Easy Rider fête ses 50 ans !

1969 ne fut pas simplement l’ « année érotique » chantée par Gainsbourg et Birkin. Ce fut également les premiers pas de l’Homme sur la Lune et plus prosaïquement pour un site qui parle de moto, l’année de commercialisation d’une moto révolutionnaire : La Honda CB 750.

A mi-chemin entre art et moto, 1969 marque également la sortie de « Easy Rider ».

Pour fêter cet anniversaire, 400 salles aux USA diffusent une version restaurée de ce film qui inventait un genre cinématographique : Le road movie.

Pour Dennis Hopper (Billy) qui réalise le film et tout comme pour Peter Fonda (Wyatt), Easy Rider est un western des temps modernes où les deux protagonistes ont troqué leurs chevaux pour des choppers.

Tout a été dit sur les pérégrinations des deux motards qui traversent les USA de Los Angeles à La Nouvelle Orléans pour s’encanailler durant le carnaval.

Un chopper qui annonce la couleur

Ainsi, le fameux Panhead à cadre rigide piloté par Peter Fonda est surnommé Captain America. Ce nom fait référence au super-héros patriotique Marvel commandé par le Pentagone en 1940 afin de soutenir le moral des troupes.

chopper easy rider captain america

A travers ce simple détail, on comprend aisément que Easy Rider est une charge contre la politique menée par les États-Unis dans le Sud-Est asiatique.

Le réservoir peint aux couleurs du drapeau américain et le casque Bell enfoncent un peu plus le clou sur le message du road movie.

### [TRAVAIL DEMANDÉ]
Expliquez, en une à trois phrases, pourquoi Dennis Hopper et Peter Fonda voient dans Easy Rider un western des temps modernes, en vous fondant sur la page consacrée au film. Seule la page ci-dessus sert de référence.

### [DONNÉES ENREGISTRÉES]
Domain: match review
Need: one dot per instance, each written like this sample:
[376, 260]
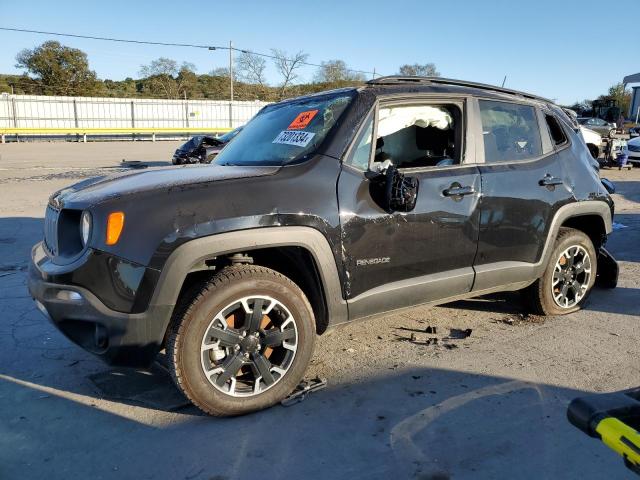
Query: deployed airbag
[392, 120]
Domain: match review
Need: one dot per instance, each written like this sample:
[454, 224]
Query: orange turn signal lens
[115, 224]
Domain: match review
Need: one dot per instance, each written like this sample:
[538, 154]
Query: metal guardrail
[84, 132]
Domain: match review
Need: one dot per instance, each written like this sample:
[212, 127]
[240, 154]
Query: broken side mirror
[391, 189]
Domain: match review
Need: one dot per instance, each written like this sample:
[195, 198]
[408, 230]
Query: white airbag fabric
[391, 120]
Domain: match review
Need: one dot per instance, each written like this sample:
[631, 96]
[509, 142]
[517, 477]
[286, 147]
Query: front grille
[51, 230]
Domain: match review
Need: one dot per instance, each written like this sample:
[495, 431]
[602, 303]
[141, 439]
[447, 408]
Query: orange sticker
[302, 120]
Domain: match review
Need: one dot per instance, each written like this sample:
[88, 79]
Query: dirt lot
[488, 406]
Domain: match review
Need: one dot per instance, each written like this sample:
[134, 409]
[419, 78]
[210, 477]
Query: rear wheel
[569, 276]
[243, 343]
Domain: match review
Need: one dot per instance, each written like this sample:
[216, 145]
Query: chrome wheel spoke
[255, 317]
[229, 369]
[275, 338]
[557, 277]
[225, 338]
[264, 368]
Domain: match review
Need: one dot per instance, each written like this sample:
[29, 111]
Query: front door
[398, 259]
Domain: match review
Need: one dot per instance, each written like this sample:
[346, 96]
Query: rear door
[523, 185]
[399, 259]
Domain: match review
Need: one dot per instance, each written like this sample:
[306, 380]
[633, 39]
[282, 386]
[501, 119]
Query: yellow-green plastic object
[620, 438]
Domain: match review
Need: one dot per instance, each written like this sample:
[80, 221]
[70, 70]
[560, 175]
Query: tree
[251, 68]
[335, 71]
[622, 97]
[287, 67]
[60, 70]
[421, 70]
[164, 77]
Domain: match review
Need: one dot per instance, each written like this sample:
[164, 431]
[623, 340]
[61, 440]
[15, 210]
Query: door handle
[456, 190]
[550, 181]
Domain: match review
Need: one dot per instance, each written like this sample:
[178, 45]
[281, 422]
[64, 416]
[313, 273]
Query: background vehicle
[324, 209]
[601, 126]
[633, 146]
[593, 141]
[202, 148]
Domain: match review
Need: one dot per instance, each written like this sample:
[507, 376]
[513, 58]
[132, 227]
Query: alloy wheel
[571, 277]
[249, 346]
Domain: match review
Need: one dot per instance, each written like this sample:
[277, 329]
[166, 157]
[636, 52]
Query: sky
[564, 50]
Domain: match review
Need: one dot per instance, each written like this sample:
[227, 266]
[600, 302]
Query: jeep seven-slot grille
[51, 230]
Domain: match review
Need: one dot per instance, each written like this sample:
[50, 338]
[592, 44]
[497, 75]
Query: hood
[96, 190]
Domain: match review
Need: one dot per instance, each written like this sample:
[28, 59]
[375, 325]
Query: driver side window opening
[510, 131]
[419, 136]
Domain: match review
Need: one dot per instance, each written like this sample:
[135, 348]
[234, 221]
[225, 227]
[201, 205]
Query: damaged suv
[324, 209]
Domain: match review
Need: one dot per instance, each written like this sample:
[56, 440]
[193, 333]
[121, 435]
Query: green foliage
[334, 71]
[54, 69]
[59, 70]
[621, 96]
[421, 70]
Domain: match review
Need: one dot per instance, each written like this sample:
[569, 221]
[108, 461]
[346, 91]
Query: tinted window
[360, 157]
[510, 131]
[557, 134]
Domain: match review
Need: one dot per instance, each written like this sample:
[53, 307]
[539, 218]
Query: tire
[545, 295]
[196, 327]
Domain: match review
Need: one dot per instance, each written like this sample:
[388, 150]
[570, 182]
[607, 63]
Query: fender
[189, 256]
[514, 273]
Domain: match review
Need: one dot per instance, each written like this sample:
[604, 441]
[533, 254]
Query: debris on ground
[520, 318]
[456, 333]
[303, 389]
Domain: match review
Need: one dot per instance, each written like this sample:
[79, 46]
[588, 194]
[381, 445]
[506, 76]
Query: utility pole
[231, 83]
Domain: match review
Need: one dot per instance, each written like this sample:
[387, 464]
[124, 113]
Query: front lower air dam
[42, 309]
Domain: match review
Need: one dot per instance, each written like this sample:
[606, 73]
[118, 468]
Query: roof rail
[408, 79]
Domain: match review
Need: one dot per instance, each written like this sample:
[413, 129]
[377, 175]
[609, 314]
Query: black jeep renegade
[324, 209]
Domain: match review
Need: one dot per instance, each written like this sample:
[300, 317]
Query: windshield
[192, 143]
[285, 133]
[227, 137]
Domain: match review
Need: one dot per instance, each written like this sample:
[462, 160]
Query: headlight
[85, 228]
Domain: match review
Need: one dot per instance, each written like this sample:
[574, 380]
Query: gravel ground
[490, 405]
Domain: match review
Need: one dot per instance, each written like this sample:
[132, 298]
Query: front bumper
[124, 339]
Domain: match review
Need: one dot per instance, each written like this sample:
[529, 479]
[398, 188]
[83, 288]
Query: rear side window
[510, 132]
[555, 130]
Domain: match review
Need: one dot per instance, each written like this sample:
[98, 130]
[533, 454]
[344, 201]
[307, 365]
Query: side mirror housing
[391, 189]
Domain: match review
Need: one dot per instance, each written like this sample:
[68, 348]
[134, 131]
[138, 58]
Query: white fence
[46, 112]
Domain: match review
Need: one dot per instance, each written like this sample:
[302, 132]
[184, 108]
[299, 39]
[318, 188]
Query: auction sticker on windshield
[302, 120]
[297, 138]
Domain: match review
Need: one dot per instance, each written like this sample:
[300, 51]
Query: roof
[397, 80]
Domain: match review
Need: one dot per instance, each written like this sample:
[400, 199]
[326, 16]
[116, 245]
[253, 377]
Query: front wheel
[569, 276]
[243, 343]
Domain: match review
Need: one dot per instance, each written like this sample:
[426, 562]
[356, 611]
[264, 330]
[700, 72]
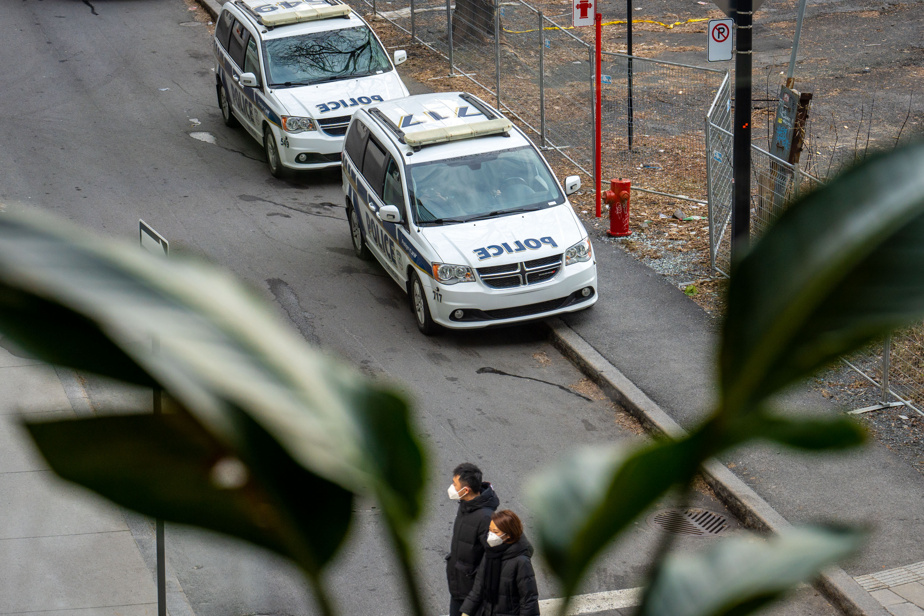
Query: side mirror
[389, 213]
[248, 80]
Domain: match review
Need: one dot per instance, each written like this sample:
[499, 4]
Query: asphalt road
[108, 115]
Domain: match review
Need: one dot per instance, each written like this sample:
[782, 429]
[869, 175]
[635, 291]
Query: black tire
[225, 105]
[356, 235]
[272, 154]
[420, 309]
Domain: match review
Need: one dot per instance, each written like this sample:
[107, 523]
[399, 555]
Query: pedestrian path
[899, 590]
[63, 550]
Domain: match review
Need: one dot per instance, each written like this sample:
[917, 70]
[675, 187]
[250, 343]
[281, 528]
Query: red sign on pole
[583, 12]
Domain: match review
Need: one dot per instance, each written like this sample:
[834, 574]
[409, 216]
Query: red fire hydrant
[618, 199]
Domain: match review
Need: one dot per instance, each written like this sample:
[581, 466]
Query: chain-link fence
[774, 182]
[541, 74]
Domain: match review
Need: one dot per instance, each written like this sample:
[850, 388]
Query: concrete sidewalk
[62, 549]
[652, 348]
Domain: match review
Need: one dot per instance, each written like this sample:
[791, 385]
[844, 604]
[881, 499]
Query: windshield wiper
[526, 208]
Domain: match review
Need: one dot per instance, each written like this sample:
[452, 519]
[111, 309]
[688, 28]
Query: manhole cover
[699, 522]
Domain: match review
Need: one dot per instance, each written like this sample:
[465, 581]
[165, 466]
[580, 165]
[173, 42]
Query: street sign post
[156, 243]
[720, 40]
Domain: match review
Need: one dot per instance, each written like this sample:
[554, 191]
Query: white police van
[292, 72]
[462, 210]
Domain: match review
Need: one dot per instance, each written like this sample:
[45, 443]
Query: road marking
[595, 602]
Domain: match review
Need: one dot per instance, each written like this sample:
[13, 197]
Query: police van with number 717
[292, 72]
[464, 213]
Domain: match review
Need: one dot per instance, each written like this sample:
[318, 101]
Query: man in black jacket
[477, 501]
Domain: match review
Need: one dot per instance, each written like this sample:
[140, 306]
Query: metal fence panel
[653, 122]
[568, 95]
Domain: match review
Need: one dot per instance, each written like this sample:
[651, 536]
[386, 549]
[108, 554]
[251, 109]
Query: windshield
[324, 56]
[482, 186]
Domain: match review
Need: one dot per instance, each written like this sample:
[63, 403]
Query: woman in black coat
[505, 584]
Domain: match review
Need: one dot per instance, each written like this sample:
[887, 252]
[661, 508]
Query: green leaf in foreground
[587, 500]
[167, 467]
[742, 574]
[838, 269]
[809, 434]
[224, 355]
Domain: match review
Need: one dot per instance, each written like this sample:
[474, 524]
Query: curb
[841, 590]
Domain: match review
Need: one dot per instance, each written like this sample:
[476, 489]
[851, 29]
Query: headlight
[452, 274]
[295, 124]
[579, 253]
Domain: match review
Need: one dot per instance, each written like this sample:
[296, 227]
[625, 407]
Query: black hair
[469, 475]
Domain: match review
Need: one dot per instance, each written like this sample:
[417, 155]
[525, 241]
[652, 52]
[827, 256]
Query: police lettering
[496, 250]
[354, 102]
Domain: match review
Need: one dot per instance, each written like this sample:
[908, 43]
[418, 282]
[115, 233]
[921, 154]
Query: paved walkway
[663, 343]
[62, 549]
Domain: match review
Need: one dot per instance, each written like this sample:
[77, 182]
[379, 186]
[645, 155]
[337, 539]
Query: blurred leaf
[225, 356]
[837, 270]
[740, 575]
[46, 330]
[166, 467]
[811, 434]
[584, 502]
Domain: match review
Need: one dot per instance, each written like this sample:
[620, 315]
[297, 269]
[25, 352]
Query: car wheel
[356, 233]
[225, 105]
[272, 153]
[421, 309]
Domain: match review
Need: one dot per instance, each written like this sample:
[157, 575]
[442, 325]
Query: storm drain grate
[699, 522]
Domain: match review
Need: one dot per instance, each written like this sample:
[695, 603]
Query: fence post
[886, 351]
[449, 31]
[541, 80]
[497, 48]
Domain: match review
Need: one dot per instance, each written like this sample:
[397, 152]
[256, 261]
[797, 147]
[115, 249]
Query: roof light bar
[459, 132]
[272, 15]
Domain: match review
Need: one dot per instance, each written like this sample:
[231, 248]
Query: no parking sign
[719, 43]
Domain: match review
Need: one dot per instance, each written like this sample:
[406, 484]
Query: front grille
[471, 314]
[335, 127]
[520, 274]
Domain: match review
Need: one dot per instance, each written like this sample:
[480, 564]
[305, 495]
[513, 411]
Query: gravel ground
[862, 59]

### [RÉPONSE DE L'EXERCICE]
Pour Dennis Hopper et Peter Fonda, Easy Rider est un western des temps modernes parce que les deux protagonistes y ont troqué leurs chevaux pour des choppers.